(Data items)
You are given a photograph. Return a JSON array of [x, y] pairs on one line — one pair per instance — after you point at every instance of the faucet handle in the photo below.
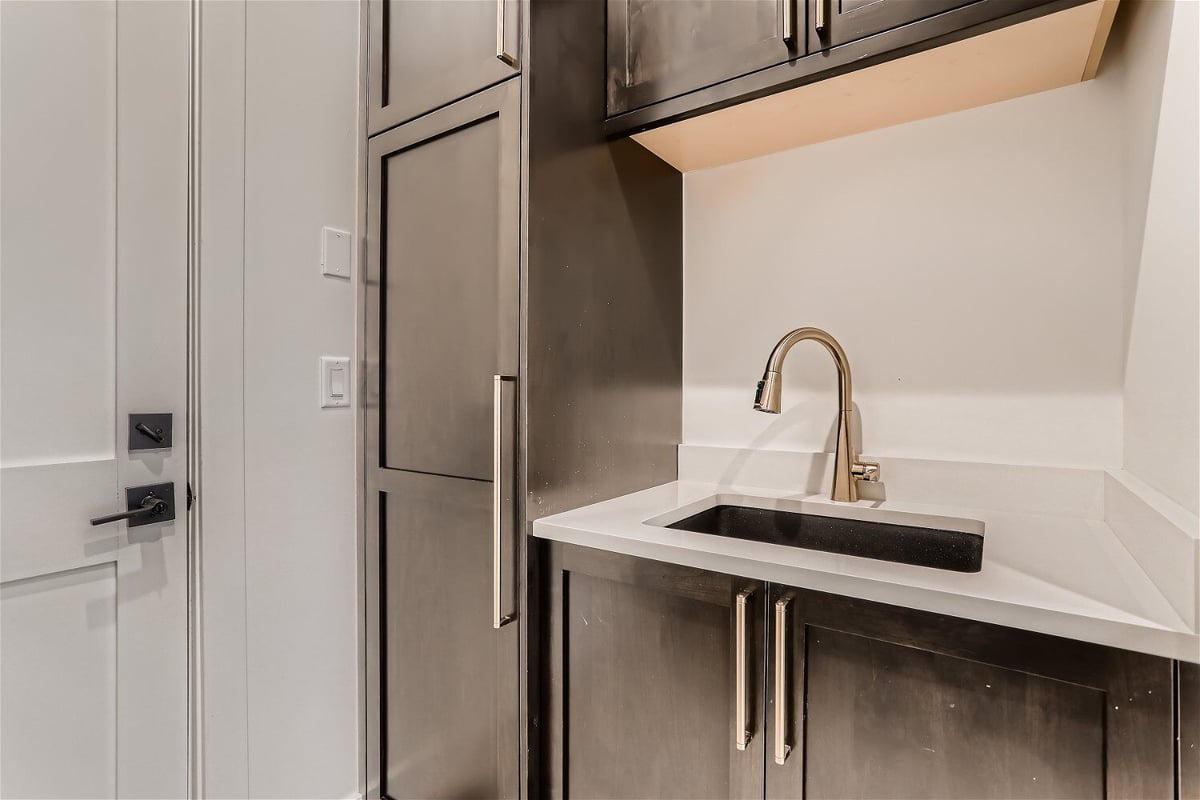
[[865, 470]]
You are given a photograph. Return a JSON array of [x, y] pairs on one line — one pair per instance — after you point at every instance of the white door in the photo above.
[[94, 212]]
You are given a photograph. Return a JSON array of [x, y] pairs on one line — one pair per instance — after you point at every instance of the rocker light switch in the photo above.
[[335, 382], [335, 252]]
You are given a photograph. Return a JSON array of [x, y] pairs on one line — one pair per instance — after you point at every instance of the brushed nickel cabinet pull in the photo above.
[[783, 750], [742, 733], [498, 618], [502, 50]]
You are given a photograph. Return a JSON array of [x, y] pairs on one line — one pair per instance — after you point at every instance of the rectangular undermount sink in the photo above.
[[958, 551]]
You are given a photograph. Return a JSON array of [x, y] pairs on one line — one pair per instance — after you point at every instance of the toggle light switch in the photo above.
[[335, 382]]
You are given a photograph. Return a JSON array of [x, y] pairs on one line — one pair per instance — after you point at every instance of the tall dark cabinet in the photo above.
[[523, 355], [424, 54]]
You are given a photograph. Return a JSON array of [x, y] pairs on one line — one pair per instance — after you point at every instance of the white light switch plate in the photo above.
[[335, 382], [335, 252]]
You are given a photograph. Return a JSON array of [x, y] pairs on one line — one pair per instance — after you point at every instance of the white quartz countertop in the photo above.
[[1063, 575]]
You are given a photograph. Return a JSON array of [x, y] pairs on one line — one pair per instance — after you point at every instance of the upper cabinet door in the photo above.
[[425, 54], [443, 226], [838, 22], [663, 48]]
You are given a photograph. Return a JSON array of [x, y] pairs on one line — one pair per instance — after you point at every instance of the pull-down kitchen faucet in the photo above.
[[847, 470]]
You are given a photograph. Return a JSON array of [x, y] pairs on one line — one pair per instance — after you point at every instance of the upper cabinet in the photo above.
[[660, 49], [840, 22], [703, 83], [425, 55]]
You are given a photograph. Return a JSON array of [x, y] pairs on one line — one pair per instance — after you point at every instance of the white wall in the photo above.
[[280, 115], [1162, 413], [973, 266]]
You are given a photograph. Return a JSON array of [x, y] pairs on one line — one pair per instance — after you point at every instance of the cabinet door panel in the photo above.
[[447, 246], [663, 48], [449, 678], [441, 322], [905, 704], [846, 20], [645, 673], [425, 54]]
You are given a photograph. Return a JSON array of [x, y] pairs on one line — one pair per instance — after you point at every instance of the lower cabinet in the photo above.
[[645, 681], [843, 698]]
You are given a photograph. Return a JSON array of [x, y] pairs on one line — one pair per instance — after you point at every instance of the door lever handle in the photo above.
[[147, 505], [150, 506], [147, 431]]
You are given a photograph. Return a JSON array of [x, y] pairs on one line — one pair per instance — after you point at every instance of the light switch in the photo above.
[[335, 252], [335, 382]]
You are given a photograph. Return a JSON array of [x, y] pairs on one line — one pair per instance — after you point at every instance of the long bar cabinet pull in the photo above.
[[783, 750], [502, 50], [499, 619], [742, 733]]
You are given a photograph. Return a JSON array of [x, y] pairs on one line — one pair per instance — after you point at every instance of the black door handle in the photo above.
[[147, 431], [145, 504]]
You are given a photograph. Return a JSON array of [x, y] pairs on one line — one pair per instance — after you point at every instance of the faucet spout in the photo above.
[[847, 469]]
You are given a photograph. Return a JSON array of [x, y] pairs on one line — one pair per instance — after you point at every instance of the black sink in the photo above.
[[941, 549]]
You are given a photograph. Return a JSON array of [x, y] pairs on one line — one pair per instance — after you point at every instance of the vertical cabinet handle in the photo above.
[[499, 619], [742, 733], [502, 50], [783, 750]]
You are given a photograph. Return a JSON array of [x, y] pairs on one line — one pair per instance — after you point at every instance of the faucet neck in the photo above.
[[775, 362]]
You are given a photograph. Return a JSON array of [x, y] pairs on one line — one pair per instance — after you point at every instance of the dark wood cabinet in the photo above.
[[425, 54], [672, 61], [505, 236], [443, 203], [891, 702], [647, 683], [660, 49], [861, 699], [444, 215], [833, 23], [1187, 710]]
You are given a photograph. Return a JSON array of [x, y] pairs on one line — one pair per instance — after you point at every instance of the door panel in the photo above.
[[660, 49], [891, 702], [449, 674], [645, 689], [65, 624], [93, 322], [443, 199], [449, 191], [847, 20], [429, 53], [910, 734]]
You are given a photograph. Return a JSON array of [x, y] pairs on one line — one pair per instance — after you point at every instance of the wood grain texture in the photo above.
[[426, 54], [603, 282], [990, 708], [1188, 714], [885, 720], [1056, 50], [642, 701], [601, 312], [661, 49]]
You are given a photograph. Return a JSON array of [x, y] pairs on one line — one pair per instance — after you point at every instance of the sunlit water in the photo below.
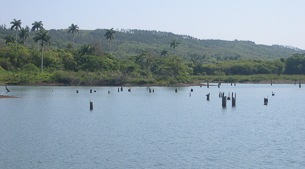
[[53, 128]]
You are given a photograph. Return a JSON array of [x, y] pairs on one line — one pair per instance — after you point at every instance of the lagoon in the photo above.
[[53, 127]]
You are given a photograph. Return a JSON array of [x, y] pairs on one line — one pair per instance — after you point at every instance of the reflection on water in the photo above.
[[53, 127]]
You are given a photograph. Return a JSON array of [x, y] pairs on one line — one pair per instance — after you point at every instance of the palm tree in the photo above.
[[36, 27], [9, 39], [16, 24], [164, 53], [174, 44], [73, 29], [24, 34], [109, 36], [87, 50], [43, 37]]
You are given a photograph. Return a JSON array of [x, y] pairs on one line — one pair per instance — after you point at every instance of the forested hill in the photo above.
[[134, 42]]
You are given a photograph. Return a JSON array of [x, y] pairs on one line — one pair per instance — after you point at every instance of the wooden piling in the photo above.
[[228, 98], [208, 97], [91, 105], [266, 101], [224, 101], [233, 100]]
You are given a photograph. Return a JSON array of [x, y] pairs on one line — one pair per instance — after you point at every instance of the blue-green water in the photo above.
[[53, 128]]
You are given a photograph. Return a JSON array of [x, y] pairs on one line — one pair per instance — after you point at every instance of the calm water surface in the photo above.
[[53, 128]]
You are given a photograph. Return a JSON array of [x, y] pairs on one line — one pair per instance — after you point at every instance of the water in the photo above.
[[52, 127]]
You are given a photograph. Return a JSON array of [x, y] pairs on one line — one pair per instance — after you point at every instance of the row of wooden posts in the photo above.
[[221, 94]]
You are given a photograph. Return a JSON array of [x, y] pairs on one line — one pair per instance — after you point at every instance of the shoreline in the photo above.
[[7, 97], [196, 83]]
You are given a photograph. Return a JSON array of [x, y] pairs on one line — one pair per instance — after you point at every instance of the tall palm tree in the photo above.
[[174, 44], [43, 37], [109, 36], [36, 27], [16, 24], [73, 29], [164, 53], [9, 39], [24, 34]]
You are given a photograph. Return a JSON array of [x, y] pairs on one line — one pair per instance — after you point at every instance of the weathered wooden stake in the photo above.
[[228, 98], [266, 101], [233, 100], [224, 101], [208, 97], [91, 105]]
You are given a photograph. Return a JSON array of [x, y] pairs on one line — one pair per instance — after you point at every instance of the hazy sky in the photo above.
[[262, 21]]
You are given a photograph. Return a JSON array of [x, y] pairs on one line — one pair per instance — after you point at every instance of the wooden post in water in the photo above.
[[91, 105], [228, 98], [224, 101], [266, 101], [233, 100], [208, 97]]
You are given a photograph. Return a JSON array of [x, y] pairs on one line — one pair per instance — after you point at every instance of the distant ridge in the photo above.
[[129, 42]]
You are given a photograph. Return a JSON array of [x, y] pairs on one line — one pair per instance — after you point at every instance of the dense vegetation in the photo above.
[[109, 57]]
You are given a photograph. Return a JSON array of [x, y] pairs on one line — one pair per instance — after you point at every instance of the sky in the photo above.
[[268, 22]]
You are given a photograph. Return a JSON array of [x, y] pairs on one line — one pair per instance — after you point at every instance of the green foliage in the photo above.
[[140, 57]]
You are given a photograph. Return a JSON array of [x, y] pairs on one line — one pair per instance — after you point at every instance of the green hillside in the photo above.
[[133, 42]]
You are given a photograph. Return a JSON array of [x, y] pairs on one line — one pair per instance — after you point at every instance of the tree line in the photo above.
[[72, 63]]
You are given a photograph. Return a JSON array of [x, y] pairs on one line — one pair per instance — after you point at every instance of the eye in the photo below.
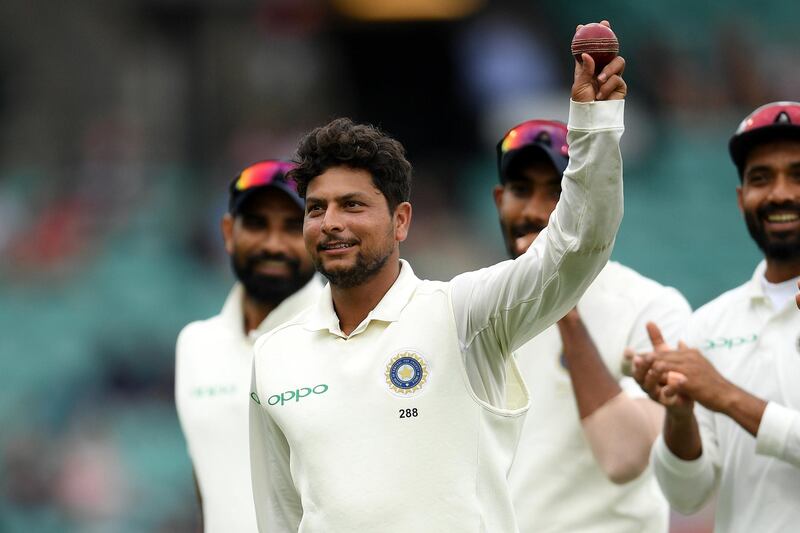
[[519, 188], [757, 178], [313, 210], [294, 226], [253, 222]]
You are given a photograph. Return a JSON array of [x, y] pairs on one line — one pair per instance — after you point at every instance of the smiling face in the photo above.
[[525, 203], [265, 242], [770, 198], [349, 231]]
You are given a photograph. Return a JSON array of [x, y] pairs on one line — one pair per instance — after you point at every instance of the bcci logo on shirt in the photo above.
[[406, 373]]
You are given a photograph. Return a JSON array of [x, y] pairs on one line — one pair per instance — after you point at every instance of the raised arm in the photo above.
[[499, 308]]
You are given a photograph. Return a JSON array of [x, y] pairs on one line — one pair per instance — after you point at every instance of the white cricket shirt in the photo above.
[[410, 422], [757, 347], [213, 368], [556, 483]]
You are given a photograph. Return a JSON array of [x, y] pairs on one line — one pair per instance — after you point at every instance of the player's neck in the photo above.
[[353, 304], [779, 271], [254, 312]]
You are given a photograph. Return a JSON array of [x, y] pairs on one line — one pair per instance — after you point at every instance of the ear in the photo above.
[[227, 232], [739, 200], [498, 196], [402, 221]]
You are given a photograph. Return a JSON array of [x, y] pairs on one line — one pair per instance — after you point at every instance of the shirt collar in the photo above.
[[388, 309], [754, 288]]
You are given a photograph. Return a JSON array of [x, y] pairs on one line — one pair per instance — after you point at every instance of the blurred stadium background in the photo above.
[[121, 123]]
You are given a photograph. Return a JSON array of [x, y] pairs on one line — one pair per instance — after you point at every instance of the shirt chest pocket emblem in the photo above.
[[406, 373]]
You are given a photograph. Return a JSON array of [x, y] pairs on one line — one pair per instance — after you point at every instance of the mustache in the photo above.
[[255, 259], [520, 230], [328, 242], [771, 209]]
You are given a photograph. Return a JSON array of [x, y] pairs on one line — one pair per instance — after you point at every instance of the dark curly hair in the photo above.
[[342, 142]]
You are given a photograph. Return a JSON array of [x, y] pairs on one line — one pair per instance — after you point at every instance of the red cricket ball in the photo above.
[[598, 41]]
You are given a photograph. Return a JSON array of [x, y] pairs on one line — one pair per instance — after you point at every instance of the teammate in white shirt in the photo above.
[[733, 404], [263, 236], [394, 404], [581, 464]]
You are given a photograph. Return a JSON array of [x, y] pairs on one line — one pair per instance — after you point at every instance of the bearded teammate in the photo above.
[[733, 404], [581, 464], [388, 406], [263, 236]]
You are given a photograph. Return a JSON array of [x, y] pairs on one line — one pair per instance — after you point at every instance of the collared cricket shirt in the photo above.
[[410, 422], [212, 384], [556, 483], [757, 479]]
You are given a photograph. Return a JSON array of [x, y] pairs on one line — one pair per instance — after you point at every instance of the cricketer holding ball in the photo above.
[[263, 235], [416, 402], [582, 461], [733, 415]]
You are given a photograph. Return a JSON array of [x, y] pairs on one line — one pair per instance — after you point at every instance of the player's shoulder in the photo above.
[[199, 330], [729, 301], [635, 287], [289, 329]]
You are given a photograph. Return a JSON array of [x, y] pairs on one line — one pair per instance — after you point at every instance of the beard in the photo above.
[[365, 267], [266, 289], [513, 232], [783, 248]]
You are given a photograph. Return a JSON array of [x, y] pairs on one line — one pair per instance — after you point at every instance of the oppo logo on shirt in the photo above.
[[290, 395], [729, 342]]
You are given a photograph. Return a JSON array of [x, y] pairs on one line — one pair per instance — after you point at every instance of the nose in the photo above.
[[538, 208], [332, 221], [274, 242], [785, 190]]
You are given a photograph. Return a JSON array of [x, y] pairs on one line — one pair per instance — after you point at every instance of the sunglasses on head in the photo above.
[[264, 173], [547, 132], [775, 113]]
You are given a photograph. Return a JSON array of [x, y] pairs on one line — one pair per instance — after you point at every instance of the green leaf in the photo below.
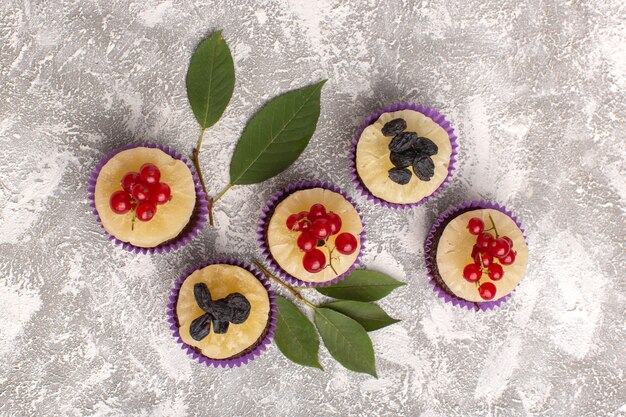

#### GOAL:
Revise the part that opens with the line containing "cabinet door in the photo above." and closes with the line containing "[[645, 681], [843, 698]]", changing every "JSON array" to "JSON list" and keeping all else the same. Return only those lines.

#### OUTPUT FOR THIS TASK:
You are given a photograph. Return a JSON list of [x, y] pairs on one line — one pair per instance — after you point at every instance of the upper cabinet door in the photo above.
[[425, 54], [443, 226], [838, 22], [663, 48]]
You are given a photograph. Return a JSON list of [x, y] pairs on one line — one pair per instance — after you point at every instance of the pull-down kitchen faucet in the photo above.
[[847, 470]]
You are given a photograph. Return a JSON list of [x, y] pairs on one line — one pair per instance — after you point at every instance of the upper cabinet in the photo above.
[[660, 49], [840, 22], [703, 83], [425, 55]]
You are given a photograph. Return a JSON list of [x, y] pairs on one line — one pair per instance — after you point at every instance of the white wall in the photo above.
[[280, 115], [1162, 413], [973, 266]]
You are given a photograph. Return a JSON list of [x, y] pairs on one line — one pair per instance — after you point at every instance of the cabinet door panel in the photo above.
[[447, 246], [663, 48], [449, 678], [441, 322], [905, 704], [846, 20], [645, 673], [425, 54]]
You are given a photograph. Return a JSON list of [x, y] pairs on one line — one pair per instance — after you point at every instance of the lower cabinet in the photo above.
[[645, 681], [843, 698]]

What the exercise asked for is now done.